> _Exercise goal_
Arrange every line of the material below into a Markdown table with two columns, Row and Line. Number the rows in order and leave out any blank lines.

> _Dataset records_
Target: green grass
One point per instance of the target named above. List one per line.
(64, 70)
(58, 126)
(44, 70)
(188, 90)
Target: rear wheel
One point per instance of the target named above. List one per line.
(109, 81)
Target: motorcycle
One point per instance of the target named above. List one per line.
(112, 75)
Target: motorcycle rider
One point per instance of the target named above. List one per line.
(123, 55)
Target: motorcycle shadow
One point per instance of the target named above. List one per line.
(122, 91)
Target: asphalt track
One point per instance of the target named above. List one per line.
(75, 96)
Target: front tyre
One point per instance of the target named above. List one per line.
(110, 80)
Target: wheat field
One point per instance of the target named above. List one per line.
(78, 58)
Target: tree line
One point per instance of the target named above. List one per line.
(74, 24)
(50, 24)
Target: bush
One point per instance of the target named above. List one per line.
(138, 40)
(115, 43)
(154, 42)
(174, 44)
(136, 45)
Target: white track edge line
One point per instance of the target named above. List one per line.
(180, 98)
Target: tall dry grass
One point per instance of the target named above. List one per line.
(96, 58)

> _The output_
| Row | Line |
|---|---|
| 1 | Target: green grass |
| 2 | One point per instance of the target named above. List one per line. |
| 3 | (64, 70) |
| 4 | (58, 126) |
| 5 | (44, 70) |
| 6 | (188, 90) |
| 7 | Target: rear wheel |
| 8 | One point per instance of the target named above. List one per line. |
| 9 | (109, 81) |
| 10 | Target: motorcycle |
| 11 | One point per instance of the target named above. List one per line. |
| 12 | (112, 75) |
| 13 | Target: motorcycle rider |
| 14 | One point per instance of the target named above. List one per line. |
| 15 | (123, 55) |
| 16 | Target: motorcycle shadow |
| 17 | One point per instance of the target named above. List one per line. |
| 18 | (122, 91) |
| 19 | Target: asphalt track |
| 20 | One point per instance of the target named above. List one per line. |
| 21 | (75, 96) |
| 22 | Target: front tyre |
| 23 | One point per instance of the target named above. List one per line. |
| 24 | (110, 80) |
| 25 | Target: wheat field |
| 26 | One point per instance of the target named above. List one per line. |
| 27 | (78, 58) |
| 28 | Target: tree line |
| 29 | One point per instance of the target named above. List one per line. |
| 30 | (74, 24) |
| 31 | (50, 24) |
| 32 | Target: bush |
| 33 | One point per instance of the target named above. List one per line. |
| 34 | (138, 40) |
| 35 | (115, 43) |
| 36 | (154, 42) |
| 37 | (174, 44) |
| 38 | (136, 45) |
| 39 | Target: white track edge line |
| 40 | One point per instance of the target named above. List one per line. |
| 41 | (180, 98) |
| 42 | Target: tall dry grass |
| 43 | One point per instance of the target named above. List one per line. |
| 44 | (96, 58) |